* _How to complete this task_: Copy the passage of the excerpt on the ALJ's weighing of medical opinions from "The ALJ noted that Dr." up to and including "(Id. at 287-88)".

* _Excerpt provided_:
━━━━━━━━━━━━━━━━
The ALJ noted that Dr. Montalbano, in his April 8, 2008 evaluation, found that plaintiff could perform sedentary work. (Tr. 287.) Dr. Samuels, who evaluated plaintiff on May 15, 2008, concluded that plaintiff had a mild partial disability and was capable of working with restrictions of no squatting, bending, or lifting over 40 pounds. (Id.) Finally, the ALJ noted that he gave the opinion of Dr. Caiati "fairly considerable weight" because he gave plaintiff a thorough examination and his findings were consistent with other medical evidence in the record. (Id. at 288.) Dr. Caiati, who examined plaintiff on August 7, 2008, concluded that plaintiff was unrestricted in his ability to sit, bend, reach, push and pull, and had minimal limitations on his ability to stand, walk, climb, and lift. (Id. at 287-88)
The ALJ's single mention of plaintiff's treating physician was made in passing: "The record does not contain any opinions from treating or examining physicians indicating that the claimant has limitations greater than those determined in this decision." (Tr. 288.)
━━━━━━━━━━━━━━━━
Collection entries

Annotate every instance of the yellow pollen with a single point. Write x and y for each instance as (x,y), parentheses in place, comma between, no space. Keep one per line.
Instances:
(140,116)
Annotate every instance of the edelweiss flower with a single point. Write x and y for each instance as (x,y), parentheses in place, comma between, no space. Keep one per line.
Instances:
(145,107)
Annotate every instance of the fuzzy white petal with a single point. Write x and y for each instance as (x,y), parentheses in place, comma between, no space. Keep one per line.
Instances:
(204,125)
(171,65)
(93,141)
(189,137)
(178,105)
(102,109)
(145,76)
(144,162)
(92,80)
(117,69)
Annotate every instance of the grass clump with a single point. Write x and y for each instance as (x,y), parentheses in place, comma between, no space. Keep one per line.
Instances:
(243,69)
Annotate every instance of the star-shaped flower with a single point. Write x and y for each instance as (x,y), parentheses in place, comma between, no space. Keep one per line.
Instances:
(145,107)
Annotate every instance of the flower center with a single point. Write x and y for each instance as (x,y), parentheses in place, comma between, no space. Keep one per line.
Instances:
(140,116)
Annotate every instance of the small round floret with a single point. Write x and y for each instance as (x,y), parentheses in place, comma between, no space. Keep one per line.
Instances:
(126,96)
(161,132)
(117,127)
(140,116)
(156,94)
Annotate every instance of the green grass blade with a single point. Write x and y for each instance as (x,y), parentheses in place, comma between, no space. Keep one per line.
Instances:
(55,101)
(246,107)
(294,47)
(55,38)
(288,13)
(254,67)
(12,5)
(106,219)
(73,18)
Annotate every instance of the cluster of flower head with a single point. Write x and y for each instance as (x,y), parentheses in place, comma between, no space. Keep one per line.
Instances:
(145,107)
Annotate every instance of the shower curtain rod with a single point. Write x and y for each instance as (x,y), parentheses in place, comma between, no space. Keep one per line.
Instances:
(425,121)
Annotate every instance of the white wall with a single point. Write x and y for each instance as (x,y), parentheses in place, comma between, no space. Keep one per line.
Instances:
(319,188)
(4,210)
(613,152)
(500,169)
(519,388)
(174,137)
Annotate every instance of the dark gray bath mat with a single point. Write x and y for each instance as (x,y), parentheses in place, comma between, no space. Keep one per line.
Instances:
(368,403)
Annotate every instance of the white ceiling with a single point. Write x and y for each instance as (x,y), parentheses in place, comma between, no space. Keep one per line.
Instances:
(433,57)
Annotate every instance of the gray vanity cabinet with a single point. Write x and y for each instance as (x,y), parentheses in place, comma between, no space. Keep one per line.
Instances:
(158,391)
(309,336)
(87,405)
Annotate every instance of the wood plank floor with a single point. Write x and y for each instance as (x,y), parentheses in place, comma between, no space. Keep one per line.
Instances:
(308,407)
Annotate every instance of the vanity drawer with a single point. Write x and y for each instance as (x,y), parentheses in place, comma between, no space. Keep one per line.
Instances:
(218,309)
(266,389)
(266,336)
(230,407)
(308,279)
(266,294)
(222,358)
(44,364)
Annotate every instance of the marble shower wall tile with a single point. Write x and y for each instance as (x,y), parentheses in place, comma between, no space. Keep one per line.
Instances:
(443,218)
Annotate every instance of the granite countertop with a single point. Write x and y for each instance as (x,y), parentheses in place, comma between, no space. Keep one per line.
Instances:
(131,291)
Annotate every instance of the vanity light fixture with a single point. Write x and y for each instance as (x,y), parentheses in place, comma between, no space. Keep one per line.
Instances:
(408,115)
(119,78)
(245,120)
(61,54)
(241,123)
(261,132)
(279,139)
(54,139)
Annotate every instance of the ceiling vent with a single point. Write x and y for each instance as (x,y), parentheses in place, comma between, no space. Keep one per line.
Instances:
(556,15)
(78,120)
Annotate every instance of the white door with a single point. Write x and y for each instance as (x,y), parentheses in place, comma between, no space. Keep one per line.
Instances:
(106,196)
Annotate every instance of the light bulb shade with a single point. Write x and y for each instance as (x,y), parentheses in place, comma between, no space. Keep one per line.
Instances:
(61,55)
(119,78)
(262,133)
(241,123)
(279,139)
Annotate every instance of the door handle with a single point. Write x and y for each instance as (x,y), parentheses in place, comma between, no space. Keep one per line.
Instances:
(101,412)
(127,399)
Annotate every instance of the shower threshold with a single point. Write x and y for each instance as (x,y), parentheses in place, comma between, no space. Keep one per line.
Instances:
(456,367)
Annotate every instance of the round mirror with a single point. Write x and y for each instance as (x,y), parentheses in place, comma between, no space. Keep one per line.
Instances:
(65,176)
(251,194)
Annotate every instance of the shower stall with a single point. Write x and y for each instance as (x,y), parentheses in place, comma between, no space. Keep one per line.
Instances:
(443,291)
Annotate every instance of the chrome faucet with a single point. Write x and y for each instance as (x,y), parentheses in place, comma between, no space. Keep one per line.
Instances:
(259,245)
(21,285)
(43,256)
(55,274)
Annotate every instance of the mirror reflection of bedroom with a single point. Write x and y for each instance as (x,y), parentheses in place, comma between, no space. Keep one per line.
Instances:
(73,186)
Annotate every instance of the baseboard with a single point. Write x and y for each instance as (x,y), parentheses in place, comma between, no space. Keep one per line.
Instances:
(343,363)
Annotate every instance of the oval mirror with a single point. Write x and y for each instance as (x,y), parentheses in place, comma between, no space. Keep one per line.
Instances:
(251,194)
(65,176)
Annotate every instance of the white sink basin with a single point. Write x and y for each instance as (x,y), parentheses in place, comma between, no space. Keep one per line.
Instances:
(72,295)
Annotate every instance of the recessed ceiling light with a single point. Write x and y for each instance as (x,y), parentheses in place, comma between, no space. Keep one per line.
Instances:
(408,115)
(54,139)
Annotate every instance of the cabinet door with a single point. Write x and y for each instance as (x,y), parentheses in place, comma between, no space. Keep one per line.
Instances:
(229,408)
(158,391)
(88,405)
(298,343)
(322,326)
━━━━━━━━━━━━━━━━
* _Solution for this task_:
The ALJ noted that Dr. Montalbano, in his April 8, 2008 evaluation, found that plaintiff could perform sedentary work. (Tr. 287.) Dr. Samuels, who evaluated plaintiff on May 15, 2008, concluded that plaintiff had a mild partial disability and was capable of working with restrictions of no squatting, bending, or lifting over 40 pounds. (Id.) Finally, the ALJ noted that he gave the opinion of Dr. Caiati "fairly considerable weight" because he gave plaintiff a thorough examination and his findings were consistent with other medical evidence in the record. (Id. at 288.) Dr. Caiati, who examined plaintiff on August 7, 2008, concluded that plaintiff was unrestricted in his ability to sit, bend, reach, push and pull, and had minimal limitations on his ability to stand, walk, climb, and lift. (Id. at 287-88)